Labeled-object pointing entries
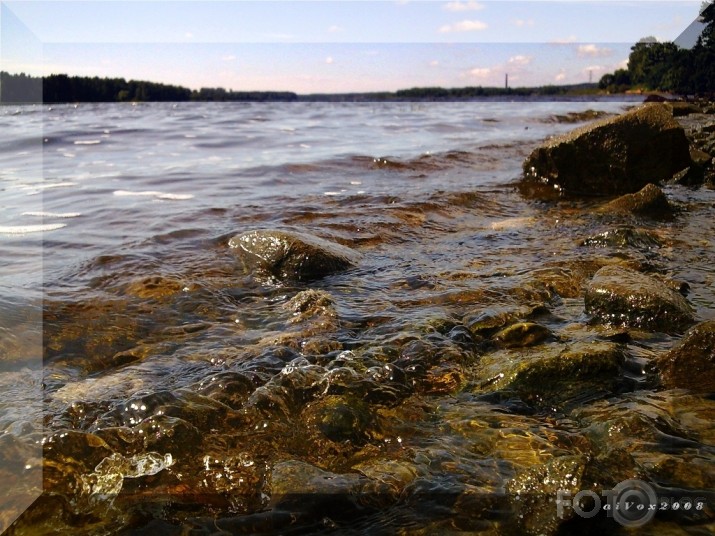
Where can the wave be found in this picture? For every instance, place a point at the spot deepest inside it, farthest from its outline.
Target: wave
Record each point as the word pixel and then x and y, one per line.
pixel 53 214
pixel 26 229
pixel 153 193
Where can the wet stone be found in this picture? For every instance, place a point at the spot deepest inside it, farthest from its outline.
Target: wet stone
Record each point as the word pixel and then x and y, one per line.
pixel 613 156
pixel 691 363
pixel 554 375
pixel 623 237
pixel 485 323
pixel 534 489
pixel 291 256
pixel 154 287
pixel 650 202
pixel 340 419
pixel 521 334
pixel 622 297
pixel 300 486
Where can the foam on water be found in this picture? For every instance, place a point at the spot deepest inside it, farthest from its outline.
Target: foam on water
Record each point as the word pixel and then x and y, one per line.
pixel 153 193
pixel 27 229
pixel 53 214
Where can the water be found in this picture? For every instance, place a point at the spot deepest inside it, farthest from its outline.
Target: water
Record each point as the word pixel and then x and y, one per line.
pixel 179 391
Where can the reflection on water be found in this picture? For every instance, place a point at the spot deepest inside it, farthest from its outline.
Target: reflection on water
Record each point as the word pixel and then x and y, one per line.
pixel 182 393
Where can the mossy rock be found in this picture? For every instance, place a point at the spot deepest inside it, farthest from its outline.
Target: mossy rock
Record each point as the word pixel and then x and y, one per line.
pixel 291 256
pixel 613 156
pixel 650 202
pixel 691 363
pixel 522 334
pixel 554 374
pixel 622 297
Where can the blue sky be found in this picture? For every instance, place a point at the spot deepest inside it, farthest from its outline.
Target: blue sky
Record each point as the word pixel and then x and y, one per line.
pixel 335 46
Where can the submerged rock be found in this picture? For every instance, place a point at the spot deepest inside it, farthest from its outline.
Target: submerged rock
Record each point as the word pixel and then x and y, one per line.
pixel 649 201
pixel 610 157
pixel 291 255
pixel 554 375
pixel 300 486
pixel 691 363
pixel 623 237
pixel 532 492
pixel 521 334
pixel 623 297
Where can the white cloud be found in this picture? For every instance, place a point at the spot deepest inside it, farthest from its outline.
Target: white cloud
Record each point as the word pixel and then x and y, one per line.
pixel 565 41
pixel 520 60
pixel 593 51
pixel 470 5
pixel 464 26
pixel 480 72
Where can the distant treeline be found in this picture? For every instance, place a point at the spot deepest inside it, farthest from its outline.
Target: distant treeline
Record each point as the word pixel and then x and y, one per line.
pixel 668 67
pixel 58 88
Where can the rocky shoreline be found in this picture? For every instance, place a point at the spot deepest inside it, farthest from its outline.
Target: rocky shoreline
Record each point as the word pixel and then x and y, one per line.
pixel 431 406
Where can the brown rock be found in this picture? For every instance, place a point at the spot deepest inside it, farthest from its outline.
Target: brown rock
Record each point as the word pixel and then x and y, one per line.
pixel 622 297
pixel 691 363
pixel 650 202
pixel 613 156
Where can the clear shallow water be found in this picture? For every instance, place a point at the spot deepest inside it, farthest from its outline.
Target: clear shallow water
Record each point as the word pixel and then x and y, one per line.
pixel 173 378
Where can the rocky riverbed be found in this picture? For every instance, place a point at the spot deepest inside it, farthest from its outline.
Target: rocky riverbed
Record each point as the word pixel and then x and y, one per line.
pixel 440 365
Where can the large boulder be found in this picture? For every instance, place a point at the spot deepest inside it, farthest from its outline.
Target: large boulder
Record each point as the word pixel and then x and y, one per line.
pixel 290 255
pixel 691 363
pixel 623 297
pixel 651 202
pixel 613 156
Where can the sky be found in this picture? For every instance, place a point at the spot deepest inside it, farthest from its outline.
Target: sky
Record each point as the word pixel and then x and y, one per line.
pixel 334 46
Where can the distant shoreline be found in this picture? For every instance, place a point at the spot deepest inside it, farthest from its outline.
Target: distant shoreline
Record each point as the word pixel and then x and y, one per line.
pixel 61 89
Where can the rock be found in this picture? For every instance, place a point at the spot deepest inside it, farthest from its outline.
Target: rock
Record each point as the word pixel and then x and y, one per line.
pixel 302 487
pixel 613 156
pixel 554 375
pixel 623 297
pixel 533 490
pixel 681 108
pixel 700 157
pixel 292 256
pixel 340 419
pixel 650 202
pixel 691 363
pixel 521 334
pixel 623 237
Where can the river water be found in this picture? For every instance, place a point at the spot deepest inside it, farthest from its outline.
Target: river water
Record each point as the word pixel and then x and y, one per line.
pixel 169 391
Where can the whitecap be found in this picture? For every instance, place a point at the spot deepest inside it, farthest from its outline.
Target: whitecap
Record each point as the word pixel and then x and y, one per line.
pixel 53 214
pixel 26 229
pixel 153 193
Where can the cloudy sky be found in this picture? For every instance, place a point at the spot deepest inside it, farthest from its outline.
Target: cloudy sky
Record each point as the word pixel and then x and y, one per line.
pixel 334 45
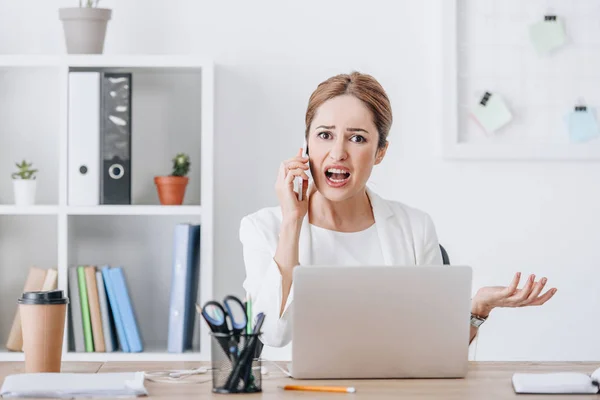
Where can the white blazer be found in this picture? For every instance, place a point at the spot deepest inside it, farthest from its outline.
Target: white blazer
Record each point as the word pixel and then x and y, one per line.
pixel 407 237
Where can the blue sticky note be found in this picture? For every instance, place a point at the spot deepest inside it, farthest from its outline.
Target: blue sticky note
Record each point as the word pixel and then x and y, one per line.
pixel 582 125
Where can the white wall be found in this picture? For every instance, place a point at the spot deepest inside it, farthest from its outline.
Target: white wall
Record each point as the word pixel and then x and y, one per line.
pixel 498 217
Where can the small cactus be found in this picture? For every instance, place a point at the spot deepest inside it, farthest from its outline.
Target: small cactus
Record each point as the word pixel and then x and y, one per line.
pixel 25 171
pixel 181 165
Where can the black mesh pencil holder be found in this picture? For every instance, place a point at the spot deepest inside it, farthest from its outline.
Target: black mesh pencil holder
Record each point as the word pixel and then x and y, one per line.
pixel 235 363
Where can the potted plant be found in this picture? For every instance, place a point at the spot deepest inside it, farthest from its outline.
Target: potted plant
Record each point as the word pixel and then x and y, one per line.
pixel 85 27
pixel 171 188
pixel 24 184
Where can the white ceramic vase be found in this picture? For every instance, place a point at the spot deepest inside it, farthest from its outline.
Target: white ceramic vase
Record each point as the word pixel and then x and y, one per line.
pixel 24 191
pixel 85 28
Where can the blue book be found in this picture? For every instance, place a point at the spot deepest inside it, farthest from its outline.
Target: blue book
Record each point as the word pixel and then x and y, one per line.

* Task objective: Copy exactly the lines from the one containing "Where can the white wall" through the last line of the records, both included, and nothing else.

* Written response:
Where can the white wall be found in this picture? For every instance, place a point at the spot deepest inside it, farthest from its outline.
Target: white wall
Record each point as the word pixel and then x and y, one per line.
pixel 498 217
Where can the small cactus be found in this picture? For every instance, place a point at the spot deepest inside it, farthest from its outline.
Target: small cactus
Record each point as the word pixel and then x and y, one per line.
pixel 25 171
pixel 181 165
Where can the black mesh pencil holder be found in this picture? For every instance, place a point at the spot deepest inside it, farthest from its outline.
Target: black mesh pencil holder
Record each point as the word pixel and then x and y, one per line.
pixel 235 363
Where can the potted plant be found in this picture? For every instance, place a point at the spot deepest inside it, farthest from its outline.
Target: potted plant
Record each point as the word pixel and then x and y, one per line.
pixel 85 27
pixel 171 188
pixel 24 184
Where can the white ceramic vase be found in this picture? For every instance, place a point at the spot deepest inside it, farthest from its outline.
Target: white ceramic vase
Record each point as the word pixel and then x and y, one per line.
pixel 24 191
pixel 85 28
Where can the blue book be found in this picture? For every instance, place a point at the spot deepest inside it, farthest from its outline.
Target: blue book
Record each point as the word pixel and then x and y, one per line.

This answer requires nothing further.